## [Aim of the task]
Retype the full set of data, character for character.

## [Available data]
————————

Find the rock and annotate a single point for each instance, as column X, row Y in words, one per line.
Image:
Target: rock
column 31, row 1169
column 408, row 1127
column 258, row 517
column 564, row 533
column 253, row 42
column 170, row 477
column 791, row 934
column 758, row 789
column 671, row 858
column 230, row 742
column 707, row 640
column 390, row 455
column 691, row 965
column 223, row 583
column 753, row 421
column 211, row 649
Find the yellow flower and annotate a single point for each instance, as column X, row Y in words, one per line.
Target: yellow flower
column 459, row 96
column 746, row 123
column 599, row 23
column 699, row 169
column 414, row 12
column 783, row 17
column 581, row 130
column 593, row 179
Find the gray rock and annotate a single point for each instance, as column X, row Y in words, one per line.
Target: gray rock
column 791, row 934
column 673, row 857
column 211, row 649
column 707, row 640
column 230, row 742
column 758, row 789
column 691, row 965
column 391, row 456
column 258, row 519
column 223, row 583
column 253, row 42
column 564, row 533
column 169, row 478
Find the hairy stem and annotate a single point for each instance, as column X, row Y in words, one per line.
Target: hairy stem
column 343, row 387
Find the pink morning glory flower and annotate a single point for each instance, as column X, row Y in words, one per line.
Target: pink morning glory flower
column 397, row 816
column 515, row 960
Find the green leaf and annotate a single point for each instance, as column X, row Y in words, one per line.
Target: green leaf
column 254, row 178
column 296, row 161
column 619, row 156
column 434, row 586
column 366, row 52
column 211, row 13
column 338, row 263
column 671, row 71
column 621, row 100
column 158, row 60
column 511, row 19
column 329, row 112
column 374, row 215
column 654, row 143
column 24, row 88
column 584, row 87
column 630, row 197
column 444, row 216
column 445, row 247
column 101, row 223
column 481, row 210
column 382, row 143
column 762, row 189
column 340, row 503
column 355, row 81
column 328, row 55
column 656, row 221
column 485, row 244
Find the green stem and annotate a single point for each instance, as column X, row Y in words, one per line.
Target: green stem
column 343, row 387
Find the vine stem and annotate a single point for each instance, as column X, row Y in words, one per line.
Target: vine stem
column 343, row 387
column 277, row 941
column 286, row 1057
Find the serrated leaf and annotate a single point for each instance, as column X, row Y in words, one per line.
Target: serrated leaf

————————

## [Exercise solution]
Find the rock and annotate a single point for each instance, as column X, row Y in words, one per line.
Image:
Target: rock
column 31, row 1169
column 408, row 1127
column 258, row 517
column 564, row 533
column 253, row 42
column 170, row 477
column 791, row 934
column 758, row 789
column 671, row 858
column 230, row 742
column 707, row 640
column 390, row 455
column 691, row 965
column 223, row 583
column 753, row 421
column 211, row 649
Find the yellow flower and annotate a single point for each instance, as column X, row Y in words, one per line.
Target: yellow flower
column 459, row 96
column 746, row 123
column 599, row 23
column 699, row 169
column 414, row 12
column 783, row 17
column 581, row 130
column 593, row 179
Find the gray rock and annotate a single point for each instance, as column X, row Y in words, one per line.
Target: gray rock
column 791, row 934
column 673, row 857
column 211, row 649
column 707, row 640
column 230, row 742
column 758, row 789
column 691, row 965
column 391, row 456
column 258, row 519
column 223, row 583
column 253, row 42
column 564, row 533
column 169, row 478
Find the hairy stem and annotate a single point for each instance, as column X, row Y in words, one per line.
Target: hairy stem
column 343, row 387
Find the pink morning glory flower and annotate a single point for each instance, as column X, row Y in words, one per line.
Target: pink morning glory flower
column 397, row 816
column 515, row 960
Find the green leaf and annotate a single point for each instance, as column X, row Y in words, one per line.
Target: green leaf
column 254, row 178
column 296, row 161
column 619, row 156
column 434, row 586
column 366, row 52
column 211, row 13
column 338, row 263
column 671, row 71
column 621, row 100
column 158, row 60
column 511, row 19
column 329, row 112
column 374, row 215
column 654, row 143
column 24, row 88
column 584, row 87
column 630, row 197
column 444, row 216
column 445, row 247
column 101, row 223
column 481, row 210
column 382, row 143
column 762, row 189
column 340, row 503
column 355, row 81
column 328, row 55
column 656, row 221
column 485, row 244
Find the green stem and annotate a single point for each instance, as column X, row Y in words, one per line.
Target: green stem
column 343, row 387
Find the vine stem and annotate a single point for each instance, as column X, row Y in words, one per line.
Target: vine stem
column 343, row 387
column 277, row 941
column 286, row 1057
Find the serrated leaf and annotate a single point for each instance, as column X, row Y in words, one per line.
Target: serrated leaf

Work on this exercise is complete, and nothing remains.